* [SELECTED EXCERPT]:

Kutcher's fascination with insects stretches back to childhood summer vacations in the Catskill Mountains of New York, where he collected fireflies. After obtaining a master's degree in entomology, Kutcher taught biological sciences at California State University in Long Beach in the early 1970s and seemed destined for a life in academia.
But in 1976, his career underwent a metamorphosis -- befittingly, perhaps, for an entomologist -- when a former professor recommended Kutcher for the job of insect wrangler for the horror flick "Exorcist II."
"They needed someone to stage a plague of insects," says Kutcher, who was thrilled to hang out with about 3,000 locusts -- the name biologists apply to the swarming phase of crop-hungry grasshoppers. Kutcher also worked with cast members Linda Blair and Richard Burton, whom he "decorated" with bugs during filming.
"I'm probably the only person to ever remove a grasshopper from Richard Burton's crotch," Kutcher says, chuckling.
Embracing his encounter with Hollywood, the scientist began calculating how often bugs appeared in motion pictures. To quantify it, he watched dozens of movies and kept a close tally of the critters' cameos.
"It turned out about one in three films had bugs in it," he says. "It may have been just a fly landing on a dinner plate, or a butterfly in a garden, but they were there."
Since filmmakers at the time routinely hired animal trainers to handle Hollywood's six- or eight-legged stars, rather than insect specialists, Kutcher immediately recognized "there was job potential" for an entomologist in the movies. About 200 films, TV shows, commercials and music videos later, actors and directors still remember their encounter with Kutcher and his supporting cast of creepy-crawlies.
"Steve was terrific to work with because he was so enthusiastic about his insects," recalls director Tom Holland ("Child's Play," "Fright Night"), who used bugs in several scenes in the 1993 thriller "The Temp."
"There was a scene where Timothy Hutton has a nightmare and believes his chest splits and cockroaches came pouring out -- it was fabulous," says Holland. That roach scene wound up on the cutting-room floor ("I had to cut it because the studio dictated a change in the ending, which made the scene impossible to keep," says Holland), but others have since become classics. For instance, he helped paint the tiny red-and-blue Steatoda grossa spider that took a bite out of Tobey Maguire in "Spider-Man." And Kutcher spent nine months wrangling the army of silent, creeping invaders in the aptly titled 1990 film "Arachnophobia."
"The spiders were like his children and he took great joy in [their] performance," recalls the movie's star, Jeff Daniels. "He'd lay on the floor and blow a hair dryer up the wall, causing the spiders to run up the wall. Then, when we'd cut, he'd yell out, 'No one move!' And with his now-terrified brown spiders running all over the place, he'd scurry around with little Tupperware containers trying to corral them. It would have been comical except for the fact I was frozen in place!"
Hair dryers, electric tape, wires and chemical repellents are just some of the tools Kutcher employs to control his bugs. He readily admits bug wrangling isn't really about animal training. When a director needs a bug to fly toward a window, Kutcher places a bright light behind the window. And if the script calls for the insect to fly off and return to the window again, he'll attach a tiny tether to it.
"I haven't trained it to do that," he says. "I just use my experience to figure out a trick to control its movement."
Kutcher has been reluctant to sell the original pieces he has since created, although he hopes to produce commercial prints and a line of greeting cards soon. Currently, he's gathering pieces for a future traveling exhibit to natural history museums throughout the country.
"I hope people will look at these works and see the duality of art and science," he says. "Each insect is writing a page in its life, and every painting is a new discovery."

(Saved entries)

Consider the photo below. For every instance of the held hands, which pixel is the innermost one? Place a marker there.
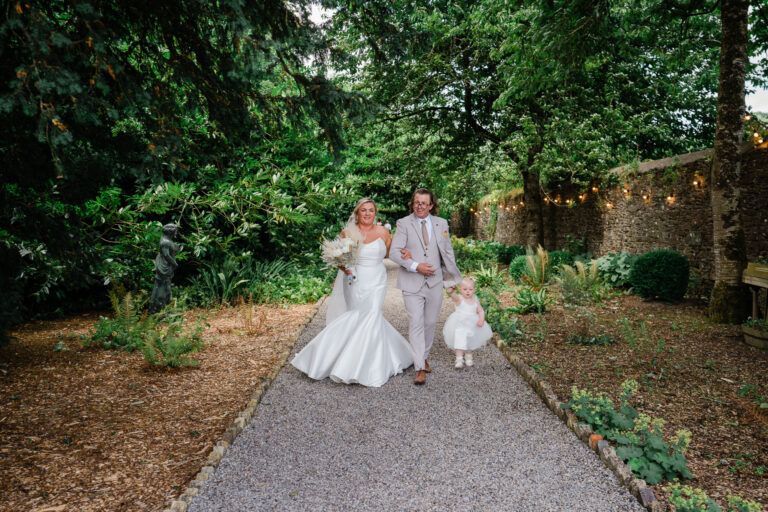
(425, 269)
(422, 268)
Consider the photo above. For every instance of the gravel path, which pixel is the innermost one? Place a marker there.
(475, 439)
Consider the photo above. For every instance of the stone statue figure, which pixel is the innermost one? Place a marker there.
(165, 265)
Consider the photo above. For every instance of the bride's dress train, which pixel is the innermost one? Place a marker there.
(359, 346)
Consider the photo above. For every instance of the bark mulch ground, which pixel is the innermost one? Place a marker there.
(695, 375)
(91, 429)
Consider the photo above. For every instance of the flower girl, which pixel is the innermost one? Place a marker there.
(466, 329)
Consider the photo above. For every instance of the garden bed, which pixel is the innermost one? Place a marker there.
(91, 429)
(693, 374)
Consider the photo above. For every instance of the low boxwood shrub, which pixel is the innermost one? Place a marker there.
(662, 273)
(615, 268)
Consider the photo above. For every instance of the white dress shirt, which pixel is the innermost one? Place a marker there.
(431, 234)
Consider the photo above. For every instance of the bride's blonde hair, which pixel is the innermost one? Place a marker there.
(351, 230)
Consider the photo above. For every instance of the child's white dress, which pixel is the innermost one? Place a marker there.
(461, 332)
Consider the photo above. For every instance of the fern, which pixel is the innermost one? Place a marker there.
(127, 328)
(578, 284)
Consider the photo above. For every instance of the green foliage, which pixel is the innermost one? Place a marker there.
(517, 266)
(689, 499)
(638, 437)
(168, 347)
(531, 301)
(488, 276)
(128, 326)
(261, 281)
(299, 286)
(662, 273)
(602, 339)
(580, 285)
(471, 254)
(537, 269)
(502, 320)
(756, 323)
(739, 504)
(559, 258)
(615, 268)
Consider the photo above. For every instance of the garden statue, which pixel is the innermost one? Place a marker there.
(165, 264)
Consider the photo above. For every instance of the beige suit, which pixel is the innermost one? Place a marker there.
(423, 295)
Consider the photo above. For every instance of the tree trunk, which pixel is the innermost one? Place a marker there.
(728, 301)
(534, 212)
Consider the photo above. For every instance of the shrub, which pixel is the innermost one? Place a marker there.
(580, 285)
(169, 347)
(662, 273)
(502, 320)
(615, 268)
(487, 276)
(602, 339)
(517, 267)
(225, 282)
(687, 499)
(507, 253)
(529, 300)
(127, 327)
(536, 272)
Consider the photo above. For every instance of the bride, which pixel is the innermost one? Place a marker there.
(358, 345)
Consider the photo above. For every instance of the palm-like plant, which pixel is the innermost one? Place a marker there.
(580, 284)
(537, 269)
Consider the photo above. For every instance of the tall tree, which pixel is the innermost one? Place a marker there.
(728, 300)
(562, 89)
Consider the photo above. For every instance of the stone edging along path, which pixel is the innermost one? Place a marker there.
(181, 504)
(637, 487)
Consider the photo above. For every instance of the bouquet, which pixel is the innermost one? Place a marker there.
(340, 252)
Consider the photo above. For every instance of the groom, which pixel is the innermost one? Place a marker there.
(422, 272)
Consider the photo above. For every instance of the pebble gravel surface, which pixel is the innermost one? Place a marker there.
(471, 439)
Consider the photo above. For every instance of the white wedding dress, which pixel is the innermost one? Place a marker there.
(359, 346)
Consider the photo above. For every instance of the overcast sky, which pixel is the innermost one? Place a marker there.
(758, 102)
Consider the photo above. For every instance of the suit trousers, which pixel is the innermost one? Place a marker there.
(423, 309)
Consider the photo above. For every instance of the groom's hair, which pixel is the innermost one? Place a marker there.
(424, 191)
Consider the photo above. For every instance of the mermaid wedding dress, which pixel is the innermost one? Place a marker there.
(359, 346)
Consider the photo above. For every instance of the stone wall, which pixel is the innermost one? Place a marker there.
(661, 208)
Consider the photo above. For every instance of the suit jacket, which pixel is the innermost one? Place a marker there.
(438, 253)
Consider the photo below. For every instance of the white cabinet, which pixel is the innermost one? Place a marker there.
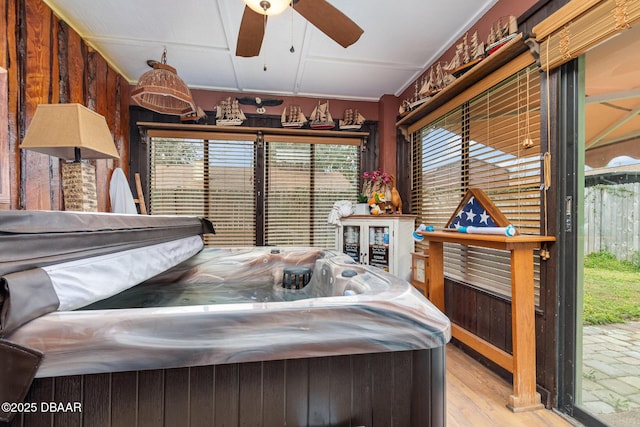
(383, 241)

* [TASK SET]:
a. Turn the paragraph beginning "Hair dryers, electric tape" from the profile of the insect wrangler above into a bulleted list that keeps its main facts.
b. Answer these questions from the insect wrangler profile above, labeling each answer like its question.
(i) About how many locusts did Kutcher handle for "Exorcist II"?
(ii) What share of the films Kutcher watched turned out to have bugs in them?
(iii) How long did Kutcher spend wrangling the spiders for "Arachnophobia"?

* [RESPONSES]:
a.
- Kutcher controls his bugs with tools such as hair dryers, electric tape, wires and chemical repellents.
- He admits bug wrangling isn't really about animal training.
- To make a bug fly toward a window, he places a bright light behind the window.
- If the script has the insect fly off and return to the window, he attaches a tiny tether to it.

b.
(i) About 3,000.
(ii) About one in three.
(iii) Nine months.